## Vorliegender Text:
====================

Mai 2006

060501

ENERGIE-CHRONIK


Überschuß an Emissionsberechtigungen läßt Preise für CO2-Zertifikate abstürzen

An der Leipziger Strombörse EEX hat der EEX Carbon Index (Carbix) Ende April mit 29,95 Euro pro Tonne CO2 einen neuen Höchststand erreicht, um dann Anfang Mai auf bis zu 11,49 Euro abzustürzen. Ursache des anfänglichen weiteren Preisauftriebs war anscheinend der am 13. April veröffentlichte Entwurf für den Nationalen Allokationsplan 2, der in der zweiten Zuteilungsperiode von 2008 bis 2012 eine Verknappung der kostenlos ausgegebenen Emissionszertifikate um rund drei Prozent vorsieht (060401). Der anschließende Preissturz war dagegen eindeutig eine Reaktion auf Berichte, wonach im Rahmen der ersten Handelsperiode von 2005 bis 2007 innerhalb der EU erheblich mehr Emissionszertifikaten ausgegeben wurden als dem tatsächlichen Bedarf entspricht. Ende Mai pendelte der EEX Carbon Index bei 18 Euro.

====================

## Aufgaben:
1. Gib aus dem Text über die CO2-Preise das Stück von „An der Leipziger“ bis „bei 18 Euro.“ Wort für Wort wieder.
2. Übersetze diesen Satz aus dem Text über die CO2-Preise ins Englische: „An der Leipziger Strombörse EEX hat der EEX Carbon Index (Carbix) Ende April mit 29,95 Euro pro Tonne CO2 einen neuen Höchststand erreicht, um dann Anfang Mai auf bis zu 11,49 Euro abzustürzen.“
3. Schreib den Text über die CO2-Preise weiter, und zwar ab dem Punkt, an dem er aufhört.

## Gegebene Angaben:
====================

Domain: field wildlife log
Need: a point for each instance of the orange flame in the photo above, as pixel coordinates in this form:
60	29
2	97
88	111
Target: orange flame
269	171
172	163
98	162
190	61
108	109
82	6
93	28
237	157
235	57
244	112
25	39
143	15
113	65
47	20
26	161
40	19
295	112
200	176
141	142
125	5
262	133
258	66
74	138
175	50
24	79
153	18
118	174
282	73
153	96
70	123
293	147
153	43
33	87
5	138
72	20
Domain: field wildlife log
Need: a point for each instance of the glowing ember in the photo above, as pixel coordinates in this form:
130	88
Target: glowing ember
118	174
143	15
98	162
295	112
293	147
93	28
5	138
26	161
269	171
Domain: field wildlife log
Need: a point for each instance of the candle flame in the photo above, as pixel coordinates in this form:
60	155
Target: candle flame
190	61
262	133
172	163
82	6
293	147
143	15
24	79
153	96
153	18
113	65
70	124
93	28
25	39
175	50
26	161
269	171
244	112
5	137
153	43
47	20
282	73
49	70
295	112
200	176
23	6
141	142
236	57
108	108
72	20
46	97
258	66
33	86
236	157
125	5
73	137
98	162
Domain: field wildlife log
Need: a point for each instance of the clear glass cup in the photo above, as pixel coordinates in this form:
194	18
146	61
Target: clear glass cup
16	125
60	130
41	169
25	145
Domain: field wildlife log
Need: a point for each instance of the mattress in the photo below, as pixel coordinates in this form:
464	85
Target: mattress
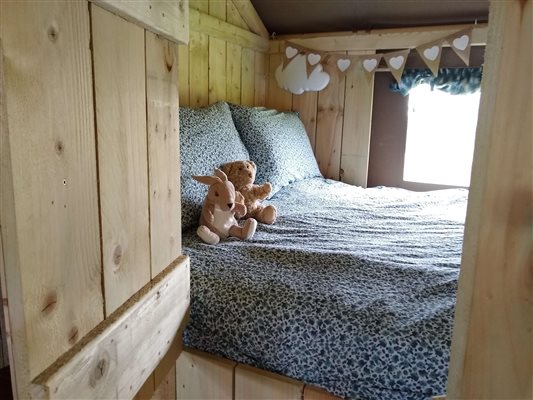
352	290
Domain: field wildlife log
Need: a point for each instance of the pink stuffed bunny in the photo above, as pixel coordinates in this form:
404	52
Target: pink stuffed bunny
218	212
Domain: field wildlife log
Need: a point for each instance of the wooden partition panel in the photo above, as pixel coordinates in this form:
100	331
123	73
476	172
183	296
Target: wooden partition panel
49	207
122	154
492	345
330	115
163	148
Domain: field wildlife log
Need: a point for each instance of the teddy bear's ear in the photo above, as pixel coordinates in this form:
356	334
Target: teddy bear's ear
226	168
207	180
220	174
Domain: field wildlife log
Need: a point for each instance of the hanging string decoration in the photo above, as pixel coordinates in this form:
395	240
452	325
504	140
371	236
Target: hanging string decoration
305	69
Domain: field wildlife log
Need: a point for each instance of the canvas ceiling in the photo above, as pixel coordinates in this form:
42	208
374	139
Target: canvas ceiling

====================

## Lösungen:
1.
An der Leipziger Strombörse EEX hat der EEX Carbon Index (Carbix) Ende April mit 29,95 Euro pro Tonne CO2 einen neuen Höchststand erreicht, um dann Anfang Mai auf bis zu 11,49 Euro abzustürzen. Ursache des anfänglichen weiteren Preisauftriebs war anscheinend der am 13. April veröffentlichte Entwurf für den Nationalen Allokationsplan 2, der in der zweiten Zuteilungsperiode von 2008 bis 2012 eine Verknappung der kostenlos ausgegebenen Emissionszertifikate um rund drei Prozent vorsieht (060401). Der anschließende Preissturz war dagegen eindeutig eine Reaktion auf Berichte, wonach im Rahmen der ersten Handelsperiode von 2005 bis 2007 innerhalb der EU erheblich mehr Emissionszertifikaten ausgegeben wurden als dem tatsächlichen Bedarf entspricht. Ende Mai pendelte der EEX Carbon Index bei 18 Euro.

2. On the Leipzig power exchange EEX, the EEX Carbon Index (Carbix) reached a new high of 29.95 euros per metric ton of CO2 at the end of April, only to plunge to as low as 11.49 euros in early May.

3.
Die EU-Kommission bestätigte am 15. Mai, daß in den EU-Staaten für die erste Handelsperiode Emissionsberechtigungen für insgesamt 1.829.476.015 Tonnen CO2 ausgegeben wurde, während 2005 der tatsächliche Ausstoß an CO2 nur 1.785.337.819 Tonnen betrug. Somit ergibt sich eine Differenz von 44 Millionen Emissionsberechtigungen, die von ihren Inhabern beim gegenwärtigen Stand der Emissionen nicht benötigt werden (siehe Tabelle).

Deutschland hat den größten Überschuß an Emissionsberechtigungen

Wie aus diesen EU-Zahlen hervorgeht, hatte Deutschland im Jahr 2005 den absolut höchsten Überschuß an Emissionsrechten (siehe Grafik). Die für die erste Handelsperiode zugeteilte Menge an Zertifikaten überstieg hier den tatsächlichen Bedarf um 21,4 Millionen Tonnen CO2 oder 4,5 Prozent. Noch großzügiger war Frankreich bei den Zuteilungen: Hier betrug der Überschuß 19,4 Millionen Tonnen CO2 und lag um 14,8 Prozent über dem tatsächlichen Bedarf. Ebenfalls Überschüsse im zweistelligen Millionenbereich ergaben sich für Tschechien und Finnland. Ferner haben die Niederlande, Belgien, Dänemark, Schweden, Ungarn, die Slowakei und die drei baltischen Staaten deutlich mehr Zertifikate zugeteilt, als im Jahr 2005 dem tatsächlichen Bedarf entsprach. Prozentual am höchsten war die Überversorgung mit CO2-Zertifikaten in Litauen (73,7 Prozent).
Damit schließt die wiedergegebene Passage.